>>>>

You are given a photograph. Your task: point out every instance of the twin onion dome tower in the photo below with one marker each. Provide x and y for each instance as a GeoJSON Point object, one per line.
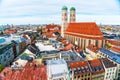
{"type": "Point", "coordinates": [65, 18]}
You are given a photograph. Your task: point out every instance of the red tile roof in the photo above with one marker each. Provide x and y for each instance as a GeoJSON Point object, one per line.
{"type": "Point", "coordinates": [83, 65]}
{"type": "Point", "coordinates": [96, 66]}
{"type": "Point", "coordinates": [93, 48]}
{"type": "Point", "coordinates": [85, 29]}
{"type": "Point", "coordinates": [115, 49]}
{"type": "Point", "coordinates": [29, 72]}
{"type": "Point", "coordinates": [48, 35]}
{"type": "Point", "coordinates": [67, 47]}
{"type": "Point", "coordinates": [113, 42]}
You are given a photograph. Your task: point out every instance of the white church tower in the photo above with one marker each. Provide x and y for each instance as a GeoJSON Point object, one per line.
{"type": "Point", "coordinates": [72, 15]}
{"type": "Point", "coordinates": [64, 20]}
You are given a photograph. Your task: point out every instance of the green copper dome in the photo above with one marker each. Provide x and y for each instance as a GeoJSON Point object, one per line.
{"type": "Point", "coordinates": [72, 9]}
{"type": "Point", "coordinates": [64, 8]}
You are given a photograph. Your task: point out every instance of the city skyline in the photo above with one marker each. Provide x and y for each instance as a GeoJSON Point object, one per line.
{"type": "Point", "coordinates": [43, 12]}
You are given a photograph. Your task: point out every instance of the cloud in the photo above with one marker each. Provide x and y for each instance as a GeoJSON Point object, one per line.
{"type": "Point", "coordinates": [29, 11]}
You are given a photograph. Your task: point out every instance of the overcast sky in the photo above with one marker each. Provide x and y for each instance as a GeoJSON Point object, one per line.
{"type": "Point", "coordinates": [49, 11]}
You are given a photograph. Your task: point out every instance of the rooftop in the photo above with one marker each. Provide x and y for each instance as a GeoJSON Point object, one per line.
{"type": "Point", "coordinates": [108, 63]}
{"type": "Point", "coordinates": [84, 29]}
{"type": "Point", "coordinates": [79, 66]}
{"type": "Point", "coordinates": [38, 72]}
{"type": "Point", "coordinates": [113, 42]}
{"type": "Point", "coordinates": [72, 9]}
{"type": "Point", "coordinates": [115, 57]}
{"type": "Point", "coordinates": [64, 8]}
{"type": "Point", "coordinates": [93, 48]}
{"type": "Point", "coordinates": [96, 66]}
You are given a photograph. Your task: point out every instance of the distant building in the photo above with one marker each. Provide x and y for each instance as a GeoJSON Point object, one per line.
{"type": "Point", "coordinates": [84, 34]}
{"type": "Point", "coordinates": [110, 69]}
{"type": "Point", "coordinates": [97, 69]}
{"type": "Point", "coordinates": [64, 23]}
{"type": "Point", "coordinates": [72, 15]}
{"type": "Point", "coordinates": [112, 56]}
{"type": "Point", "coordinates": [57, 70]}
{"type": "Point", "coordinates": [6, 54]}
{"type": "Point", "coordinates": [10, 31]}
{"type": "Point", "coordinates": [91, 52]}
{"type": "Point", "coordinates": [79, 70]}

<<<<

Could every record be given again exactly, with its pictures left out?

You are given a photograph. Your task: point out every instance of the twin onion dome tower in the photo below with one marker each. Provide x and y for each instance as a GeoJSON Point object, one per line.
{"type": "Point", "coordinates": [65, 18]}
You are given a photograph. Your task: point out every instance of the red tile roof in the photo above with one marker each. Provide x and y for each instance as a GeoJSON Point object, one per line.
{"type": "Point", "coordinates": [83, 65]}
{"type": "Point", "coordinates": [96, 66]}
{"type": "Point", "coordinates": [93, 48]}
{"type": "Point", "coordinates": [85, 29]}
{"type": "Point", "coordinates": [115, 49]}
{"type": "Point", "coordinates": [29, 72]}
{"type": "Point", "coordinates": [48, 35]}
{"type": "Point", "coordinates": [67, 47]}
{"type": "Point", "coordinates": [113, 42]}
You are given a photograph. Your task: point out every instance of the white church tower in the photo above with one marker each. Provide x and y for each instance as a GeoJSON Point object, one per line.
{"type": "Point", "coordinates": [72, 15]}
{"type": "Point", "coordinates": [64, 20]}
You are given a photograph. Your task: point out every instance of the green copper dome in the photo above with one marker each. Provide x and y for each instance as a GeoJSON Point object, one per line.
{"type": "Point", "coordinates": [72, 9]}
{"type": "Point", "coordinates": [64, 8]}
You are given a photograph. Your task: point out every instance of the city skyline in the photo above with one marker each. Provide x and y for each instance as a GeoJSON Point object, one per line.
{"type": "Point", "coordinates": [43, 12]}
You are given a photograph. Your task: point out every instance of the cloud in the photo above with one marker each. Provide x and y for each instance as a GeoJSON Point object, one per line.
{"type": "Point", "coordinates": [29, 11]}
You are given a photograph. Your task: point out every instance of the overcast sky in the photo above with one marker each. Provide x and y for each instance as a GeoJSON Point object, one per line.
{"type": "Point", "coordinates": [49, 11]}
You are given a photograph. Your task: point out every instance of the rooftop in the photo above with one marker each. Provide x and y for each instance as a GeoJSON Point object, one per line.
{"type": "Point", "coordinates": [108, 63]}
{"type": "Point", "coordinates": [84, 29]}
{"type": "Point", "coordinates": [79, 66]}
{"type": "Point", "coordinates": [38, 72]}
{"type": "Point", "coordinates": [113, 42]}
{"type": "Point", "coordinates": [72, 9]}
{"type": "Point", "coordinates": [115, 57]}
{"type": "Point", "coordinates": [64, 8]}
{"type": "Point", "coordinates": [93, 48]}
{"type": "Point", "coordinates": [96, 66]}
You are given a photograph. Your task: point out every instance of the distant building in the photo above with one marker each. Provide x and y for each instance as a GeoJSON Point object, one per line.
{"type": "Point", "coordinates": [84, 34]}
{"type": "Point", "coordinates": [110, 69]}
{"type": "Point", "coordinates": [97, 69]}
{"type": "Point", "coordinates": [64, 23]}
{"type": "Point", "coordinates": [72, 15]}
{"type": "Point", "coordinates": [112, 56]}
{"type": "Point", "coordinates": [57, 70]}
{"type": "Point", "coordinates": [6, 54]}
{"type": "Point", "coordinates": [10, 31]}
{"type": "Point", "coordinates": [91, 52]}
{"type": "Point", "coordinates": [79, 70]}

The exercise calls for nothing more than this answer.